• [Texto para leer]:
-------------------------

Opinión

'Histeria tertuliana' por la expulsión de los niños escandalosos del tren

"Hay ocasiones en las que uno llega a su destino con ganas de solicitar la prisión permanente revisable para el pasajero impertinente. Lo peor es que los tertulianos defiendan eso"

Ernesto Sábato dirigió en sus últimos años una serie de cartas a sus lectores que se publicaron bajo el título La resistencia. En una de ellas, se lamentaba por la imposibilidad de encontrar una cafetería en la que conversar con un amigo en silencio, sin ser molestado por el sonido de la radio, del televisor, del fútbol y de los borrachos. “El hombre se está acostumbrando a aceptar pasivamente una constante intrusión sensorial. Y esta actitud pasiva termina siendo una servidumbre mental. Una verdadera esclavitud”.

No es difícil tener la misma sensación al viajar en tren, el medio de transporte de las vistas panorámicas y el movimiento de mecedora. El que hace unos años permitía concentrarse en el trantrán y en el desfile de paisajes, pero que hoy está afectado -como el resto del espacio público- por la burricie contemporánea, que se plasma en largas conversaciones telefónicas, a voz en grito, o en todo tipo de sonidos electrónicos, emitidos por móviles, tabletas y derivados.

Hay ocasiones en las que uno llega a su destino con ganas de solicitar la prisión permanente revisable para el pasajero impertinente, que suele ser un homínido cuyas entendederas no alcanzan a deducir que a su lado viajan personas que quizás reclamen quietud y que han pagado un billete igual de caro. Lo mismo sucede en los aviones, esos aparatos que sólo aceptan a sus clientes tras pasar los doce trabajos de Hércules en el aeropuerto; y en los que nunca falta el gañán de piernas inquietas, la que acostumbra a berrear con las luces apagadas o el niño llorón al que sus padres llevan a Bali -en época de lactante- porque no puede haber un verano sin fotos para las redes sociales.

-------------------------

• [Registros extraídos]:

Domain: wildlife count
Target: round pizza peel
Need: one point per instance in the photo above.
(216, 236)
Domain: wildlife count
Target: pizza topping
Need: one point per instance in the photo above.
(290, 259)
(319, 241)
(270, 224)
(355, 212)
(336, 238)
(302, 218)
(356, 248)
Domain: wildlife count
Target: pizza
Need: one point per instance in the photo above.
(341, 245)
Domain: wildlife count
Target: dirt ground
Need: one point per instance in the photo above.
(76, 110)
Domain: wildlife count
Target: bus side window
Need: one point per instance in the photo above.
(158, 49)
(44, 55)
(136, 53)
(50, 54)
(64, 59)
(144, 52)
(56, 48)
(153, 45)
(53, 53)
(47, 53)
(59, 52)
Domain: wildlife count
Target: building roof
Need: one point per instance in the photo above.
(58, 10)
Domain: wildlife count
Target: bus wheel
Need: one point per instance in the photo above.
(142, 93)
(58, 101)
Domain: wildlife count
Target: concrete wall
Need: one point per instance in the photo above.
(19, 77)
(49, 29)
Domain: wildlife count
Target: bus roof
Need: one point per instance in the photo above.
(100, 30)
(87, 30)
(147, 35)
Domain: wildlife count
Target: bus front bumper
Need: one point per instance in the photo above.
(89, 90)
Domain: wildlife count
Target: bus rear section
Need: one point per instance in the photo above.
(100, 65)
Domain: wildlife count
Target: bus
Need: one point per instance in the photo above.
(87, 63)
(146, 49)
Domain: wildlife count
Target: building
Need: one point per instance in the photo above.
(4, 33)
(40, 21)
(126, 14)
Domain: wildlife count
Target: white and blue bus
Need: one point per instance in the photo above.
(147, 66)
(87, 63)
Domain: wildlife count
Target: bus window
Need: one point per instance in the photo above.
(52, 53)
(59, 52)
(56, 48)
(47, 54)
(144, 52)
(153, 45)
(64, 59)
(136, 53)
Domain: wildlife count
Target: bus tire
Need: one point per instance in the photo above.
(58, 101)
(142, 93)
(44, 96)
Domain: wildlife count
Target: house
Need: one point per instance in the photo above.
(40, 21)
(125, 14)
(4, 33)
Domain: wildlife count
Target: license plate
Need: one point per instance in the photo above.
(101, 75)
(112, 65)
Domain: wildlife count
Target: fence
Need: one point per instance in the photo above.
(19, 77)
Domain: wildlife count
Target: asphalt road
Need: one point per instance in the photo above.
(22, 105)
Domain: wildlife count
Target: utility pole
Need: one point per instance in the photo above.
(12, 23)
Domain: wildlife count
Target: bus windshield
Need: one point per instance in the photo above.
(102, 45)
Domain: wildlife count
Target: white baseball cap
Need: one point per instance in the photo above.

-------------------------

• [Tareas]:
[A] Transcriba del artículo sobre el ruido en el tren el fragmento que va de "No es difícil" a "tabletas y derivados.".
[B] Enumere las fuentes de sonido que, según el artículo sobre el ruido en el tren, impedían a Sábato conversar en silencio en una cafetería.

• [Soluciones]:
[A]
No es difícil tener la misma sensación al viajar en tren, el medio de transporte de las vistas panorámicas y el movimiento de mecedora. El que hace unos años permitía concentrarse en el trantrán y en el desfile de paisajes, pero que hoy está afectado -como el resto del espacio público- por la burricie contemporánea, que se plasma en largas conversaciones telefónicas, a voz en grito, o en todo tipo de sonidos electrónicos, emitidos por móviles, tabletas y derivados.

[B]
- La radio
- El televisor
- El fútbol
- Los borrachos